PROBLEM DESCRIPTION » The entries below must be restated word for word.

** STORED DATA follows **

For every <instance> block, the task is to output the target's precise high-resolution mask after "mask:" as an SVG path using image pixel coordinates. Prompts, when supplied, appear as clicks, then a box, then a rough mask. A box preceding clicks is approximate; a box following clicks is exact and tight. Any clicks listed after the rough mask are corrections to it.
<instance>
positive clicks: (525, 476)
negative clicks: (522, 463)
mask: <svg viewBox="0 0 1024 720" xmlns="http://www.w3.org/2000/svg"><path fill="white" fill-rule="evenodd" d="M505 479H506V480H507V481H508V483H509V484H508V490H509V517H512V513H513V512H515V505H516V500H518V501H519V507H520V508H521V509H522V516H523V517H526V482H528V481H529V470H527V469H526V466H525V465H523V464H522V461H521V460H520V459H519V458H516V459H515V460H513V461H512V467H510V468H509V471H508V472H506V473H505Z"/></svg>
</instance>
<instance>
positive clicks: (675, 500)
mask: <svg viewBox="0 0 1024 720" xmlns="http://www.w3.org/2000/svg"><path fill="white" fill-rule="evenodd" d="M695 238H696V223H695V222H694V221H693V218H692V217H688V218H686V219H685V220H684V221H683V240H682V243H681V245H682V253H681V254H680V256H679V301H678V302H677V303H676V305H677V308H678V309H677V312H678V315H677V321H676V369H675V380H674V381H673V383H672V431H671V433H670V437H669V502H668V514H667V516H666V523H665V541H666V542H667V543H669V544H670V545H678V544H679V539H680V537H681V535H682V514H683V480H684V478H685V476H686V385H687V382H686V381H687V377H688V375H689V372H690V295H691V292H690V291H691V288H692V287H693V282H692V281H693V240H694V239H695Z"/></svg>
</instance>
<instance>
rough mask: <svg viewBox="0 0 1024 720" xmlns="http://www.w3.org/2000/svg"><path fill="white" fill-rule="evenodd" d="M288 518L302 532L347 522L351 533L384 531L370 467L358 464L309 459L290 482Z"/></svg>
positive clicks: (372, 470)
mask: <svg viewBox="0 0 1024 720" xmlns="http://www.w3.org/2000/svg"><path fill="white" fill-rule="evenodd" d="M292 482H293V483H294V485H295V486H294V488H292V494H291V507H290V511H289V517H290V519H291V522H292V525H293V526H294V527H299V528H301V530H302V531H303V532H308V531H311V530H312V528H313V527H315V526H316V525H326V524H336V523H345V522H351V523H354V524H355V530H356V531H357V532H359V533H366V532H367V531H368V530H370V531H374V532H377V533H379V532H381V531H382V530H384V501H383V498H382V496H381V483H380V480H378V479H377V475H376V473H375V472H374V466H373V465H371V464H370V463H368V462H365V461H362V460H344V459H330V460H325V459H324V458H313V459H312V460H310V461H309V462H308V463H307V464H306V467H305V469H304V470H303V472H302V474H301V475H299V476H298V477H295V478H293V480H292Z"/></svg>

** End of STORED DATA **

RESULT OF THIS TASK »
For every <instance> block, the task is to output the target's precise high-resolution mask after "mask:" as an SVG path using image pixel coordinates. Prompts, when supplied, appear as clicks, then a box, then a rough mask. A box preceding clicks is approximate; a box following clicks is exact and tight. Any clicks listed after the rough mask are corrections to it.
<instance>
positive clicks: (525, 476)
negative clicks: (522, 463)
mask: <svg viewBox="0 0 1024 720" xmlns="http://www.w3.org/2000/svg"><path fill="white" fill-rule="evenodd" d="M505 479H506V480H507V481H508V483H509V484H508V490H509V517H512V513H513V512H515V505H516V500H518V501H519V507H520V508H521V509H522V516H523V517H526V482H528V481H529V470H527V469H526V466H525V465H523V464H522V461H521V460H520V459H519V458H516V459H515V460H513V461H512V467H510V468H509V471H508V472H506V473H505Z"/></svg>
</instance>
<instance>
positive clicks: (675, 500)
mask: <svg viewBox="0 0 1024 720" xmlns="http://www.w3.org/2000/svg"><path fill="white" fill-rule="evenodd" d="M695 238H696V223H695V222H694V221H693V218H692V217H688V218H686V219H685V220H684V221H683V240H682V243H681V245H682V253H681V254H680V256H679V301H678V302H677V303H676V305H677V308H678V309H677V312H678V315H677V321H676V369H675V380H674V381H673V383H672V431H671V433H670V437H669V502H668V514H667V516H666V523H665V541H666V542H667V543H669V544H670V545H678V544H679V539H680V537H681V535H682V514H683V480H684V478H685V476H686V385H687V382H686V381H687V377H688V375H689V372H690V295H691V292H690V291H691V288H692V287H693V282H692V281H693V240H694V239H695Z"/></svg>
</instance>
<instance>
rough mask: <svg viewBox="0 0 1024 720" xmlns="http://www.w3.org/2000/svg"><path fill="white" fill-rule="evenodd" d="M288 518L302 532L347 522L351 533L384 531L370 467L358 464L309 459L290 482Z"/></svg>
positive clicks: (372, 470)
mask: <svg viewBox="0 0 1024 720" xmlns="http://www.w3.org/2000/svg"><path fill="white" fill-rule="evenodd" d="M292 482H293V483H294V485H295V486H294V488H292V494H291V507H290V511H289V517H290V519H291V522H292V525H293V526H294V527H299V528H301V530H302V531H303V532H308V531H311V530H312V528H313V527H315V526H316V525H326V524H336V523H345V522H351V523H354V524H355V530H356V531H357V532H359V533H366V532H367V531H368V530H370V531H374V532H377V533H379V532H381V531H382V530H384V501H383V498H382V496H381V483H380V480H378V479H377V475H376V473H375V472H374V466H373V465H371V464H370V463H368V462H365V461H362V460H344V459H330V460H325V459H324V458H313V459H312V460H310V461H309V462H308V463H307V464H306V467H305V469H304V470H303V472H302V474H301V475H299V476H298V477H295V478H293V480H292Z"/></svg>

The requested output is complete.